• [Selected passage]:
┄┄┄┄┄┄┄┄┄┄┄┄┄┄┄┄┄┄┄┄
Carrie Alexandra Coon (born January 24, 1981) is an American actress. In television, she is known for her starring roles as grieving mother Nora Durst in the HBO drama series The Leftovers (2014–2017) and as Gloria Burgle in the third season of the FX anthology series Fargo (2017). She won the TCA Award for Individual Achievement in Drama for both performances, won the Critics' Choice Television Award for Best Supporting Actress in a Drama Series for The Leftovers and was nominated for the Outstanding Lead Actress in a Limited Series or Movie for Fargo. She also had a leading role in the second season of the anthology drama series The Sinner (2018), and is known for playing Bertha Russell in the HBO series The Gilded Age.

On stage, Coon was nominated for a Tony Award for her performance in the 2012 revival of Who's Afraid of Virginia Woolf? She has also appeared in numerous films, including the psychological thriller Gone Girl (2014), the political drama The Post (2017), the heist thriller Widows (2018), the superhero film Avengers: Infinity War (2018), the period drama The Nest (2020), and the supernatural comedy Ghostbusters: Afterlife (2021).
┄┄┄┄┄┄┄┄┄┄┄┄┄┄┄┄┄┄┄┄
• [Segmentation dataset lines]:
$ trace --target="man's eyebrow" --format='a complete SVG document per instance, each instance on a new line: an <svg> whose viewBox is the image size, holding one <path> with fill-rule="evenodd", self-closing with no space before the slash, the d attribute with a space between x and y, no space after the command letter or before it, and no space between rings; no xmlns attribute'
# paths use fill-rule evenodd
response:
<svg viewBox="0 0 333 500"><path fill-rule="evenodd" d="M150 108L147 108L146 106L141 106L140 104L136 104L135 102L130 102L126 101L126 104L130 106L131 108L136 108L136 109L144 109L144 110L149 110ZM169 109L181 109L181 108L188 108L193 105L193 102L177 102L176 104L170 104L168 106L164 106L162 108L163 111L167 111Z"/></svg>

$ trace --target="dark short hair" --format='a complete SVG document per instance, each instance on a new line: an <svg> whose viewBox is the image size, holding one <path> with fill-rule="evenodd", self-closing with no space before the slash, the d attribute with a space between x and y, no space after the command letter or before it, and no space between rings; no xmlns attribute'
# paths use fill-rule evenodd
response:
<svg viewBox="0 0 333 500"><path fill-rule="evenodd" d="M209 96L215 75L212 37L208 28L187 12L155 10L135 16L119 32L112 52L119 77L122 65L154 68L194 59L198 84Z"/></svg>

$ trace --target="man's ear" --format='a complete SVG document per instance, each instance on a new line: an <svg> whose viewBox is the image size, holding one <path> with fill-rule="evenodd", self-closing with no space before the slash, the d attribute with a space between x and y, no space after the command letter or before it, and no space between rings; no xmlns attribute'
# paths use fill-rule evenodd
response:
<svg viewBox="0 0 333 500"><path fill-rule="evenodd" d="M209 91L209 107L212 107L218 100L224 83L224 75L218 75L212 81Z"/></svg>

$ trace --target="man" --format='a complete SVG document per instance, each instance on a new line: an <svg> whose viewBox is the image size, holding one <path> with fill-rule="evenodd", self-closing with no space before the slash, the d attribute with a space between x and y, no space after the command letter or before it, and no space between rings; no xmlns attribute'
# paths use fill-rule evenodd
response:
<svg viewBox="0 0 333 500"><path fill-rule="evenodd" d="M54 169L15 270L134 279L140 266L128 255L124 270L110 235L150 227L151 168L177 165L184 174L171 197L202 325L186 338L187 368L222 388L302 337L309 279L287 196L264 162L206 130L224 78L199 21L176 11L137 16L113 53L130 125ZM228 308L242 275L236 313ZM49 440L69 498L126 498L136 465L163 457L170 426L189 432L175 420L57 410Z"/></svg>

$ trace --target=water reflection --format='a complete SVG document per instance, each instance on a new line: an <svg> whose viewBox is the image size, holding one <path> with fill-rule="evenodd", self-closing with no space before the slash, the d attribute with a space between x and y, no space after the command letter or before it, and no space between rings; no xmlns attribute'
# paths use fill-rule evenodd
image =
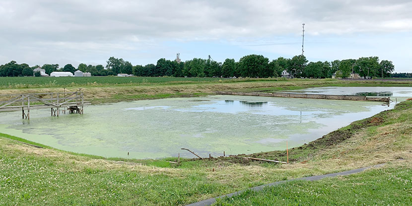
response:
<svg viewBox="0 0 412 206"><path fill-rule="evenodd" d="M358 96L384 96L390 97L393 96L393 92L390 91L379 91L379 92L357 92L355 94L355 95Z"/></svg>
<svg viewBox="0 0 412 206"><path fill-rule="evenodd" d="M239 101L240 104L248 107L262 107L267 104L268 102L249 102L247 101Z"/></svg>

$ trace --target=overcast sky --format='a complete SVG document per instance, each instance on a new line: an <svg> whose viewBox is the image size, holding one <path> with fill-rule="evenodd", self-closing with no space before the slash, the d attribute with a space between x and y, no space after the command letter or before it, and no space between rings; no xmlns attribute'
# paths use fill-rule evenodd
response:
<svg viewBox="0 0 412 206"><path fill-rule="evenodd" d="M377 56L412 72L411 11L411 0L1 0L0 65L291 58L304 22L310 61Z"/></svg>

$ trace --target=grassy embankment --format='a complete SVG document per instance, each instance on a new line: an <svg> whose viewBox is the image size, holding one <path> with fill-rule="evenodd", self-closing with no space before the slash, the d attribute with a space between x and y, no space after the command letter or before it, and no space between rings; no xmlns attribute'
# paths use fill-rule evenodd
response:
<svg viewBox="0 0 412 206"><path fill-rule="evenodd" d="M85 100L97 104L141 99L199 96L212 94L216 91L275 92L322 86L412 86L412 81L353 82L332 79L90 78L0 77L0 94L63 92L64 89L66 91L72 91L82 87L84 91ZM52 81L48 79L53 80ZM47 81L48 80L49 82Z"/></svg>
<svg viewBox="0 0 412 206"><path fill-rule="evenodd" d="M291 149L287 165L234 157L185 159L178 165L165 161L173 158L115 161L0 136L6 137L0 138L0 205L181 205L276 181L382 163L386 163L382 168L359 174L290 182L218 205L411 202L412 101ZM284 160L285 153L252 156Z"/></svg>

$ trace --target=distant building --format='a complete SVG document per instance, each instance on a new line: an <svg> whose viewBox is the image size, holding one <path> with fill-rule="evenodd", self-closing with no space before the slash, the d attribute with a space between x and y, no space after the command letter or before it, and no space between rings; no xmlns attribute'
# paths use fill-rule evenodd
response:
<svg viewBox="0 0 412 206"><path fill-rule="evenodd" d="M53 71L50 76L74 76L73 73L69 71Z"/></svg>
<svg viewBox="0 0 412 206"><path fill-rule="evenodd" d="M34 76L34 73L37 71L40 72L40 75L42 76L49 76L49 74L46 73L46 70L41 69L40 67L33 69L33 75Z"/></svg>
<svg viewBox="0 0 412 206"><path fill-rule="evenodd" d="M349 78L352 79L360 79L362 78L358 73L351 73L350 75L349 75Z"/></svg>
<svg viewBox="0 0 412 206"><path fill-rule="evenodd" d="M80 70L74 71L74 76L83 76L83 71Z"/></svg>
<svg viewBox="0 0 412 206"><path fill-rule="evenodd" d="M181 62L181 60L180 60L180 53L176 54L176 60L175 61L178 63L180 63L180 62Z"/></svg>
<svg viewBox="0 0 412 206"><path fill-rule="evenodd" d="M286 77L286 78L293 78L293 75L292 75L292 74L290 74L290 73L289 73L289 72L287 72L287 71L286 71L286 69L283 70L283 71L282 71L282 75L281 76L282 77Z"/></svg>

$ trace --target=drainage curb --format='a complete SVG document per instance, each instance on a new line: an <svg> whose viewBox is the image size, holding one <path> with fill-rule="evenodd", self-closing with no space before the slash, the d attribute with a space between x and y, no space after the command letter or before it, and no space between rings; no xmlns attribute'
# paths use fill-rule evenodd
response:
<svg viewBox="0 0 412 206"><path fill-rule="evenodd" d="M227 195L222 195L221 196L219 196L219 197L216 197L216 198L208 199L207 200L204 200L204 201L201 201L201 202L198 202L197 203L192 203L191 204L187 205L185 206L210 206L210 205L212 205L213 204L216 203L216 200L217 199L221 199L221 198L231 198L233 196L237 196L237 195L240 195L240 194L242 194L242 193L244 193L245 192L246 192L246 191L255 191L255 192L260 191L261 190L263 190L265 188L266 188L266 187L268 187L275 186L279 185L279 184L281 184L281 183L285 183L285 182L287 182L295 181L295 180L306 180L306 181L315 181L315 180L320 180L321 179L324 179L324 178L327 178L327 177L336 177L336 176L337 176L351 175L352 174L355 174L355 173L359 173L359 172L363 172L365 170L366 170L366 169L370 169L370 168L372 168L379 167L382 166L384 164L385 164L385 163L380 164L374 165L374 166L369 166L369 167L362 167L362 168L361 168L355 169L345 171L343 171L343 172L337 172L336 173L327 174L326 175L316 175L316 176L310 176L310 177L302 177L302 178L300 178L292 179L290 179L290 180L275 182L273 182L273 183L272 183L267 184L266 185L261 185L261 186L259 186L253 187L253 188L249 188L249 189L246 189L246 190L241 190L240 191L235 192L234 193L228 194Z"/></svg>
┄┄┄┄┄┄┄┄┄┄┄┄┄┄┄┄┄┄┄┄
• [What is expected]:
In the text about Carrie Coon, which character did she play in the third season of Fargo?

• [Finished task]:
Gloria Burgle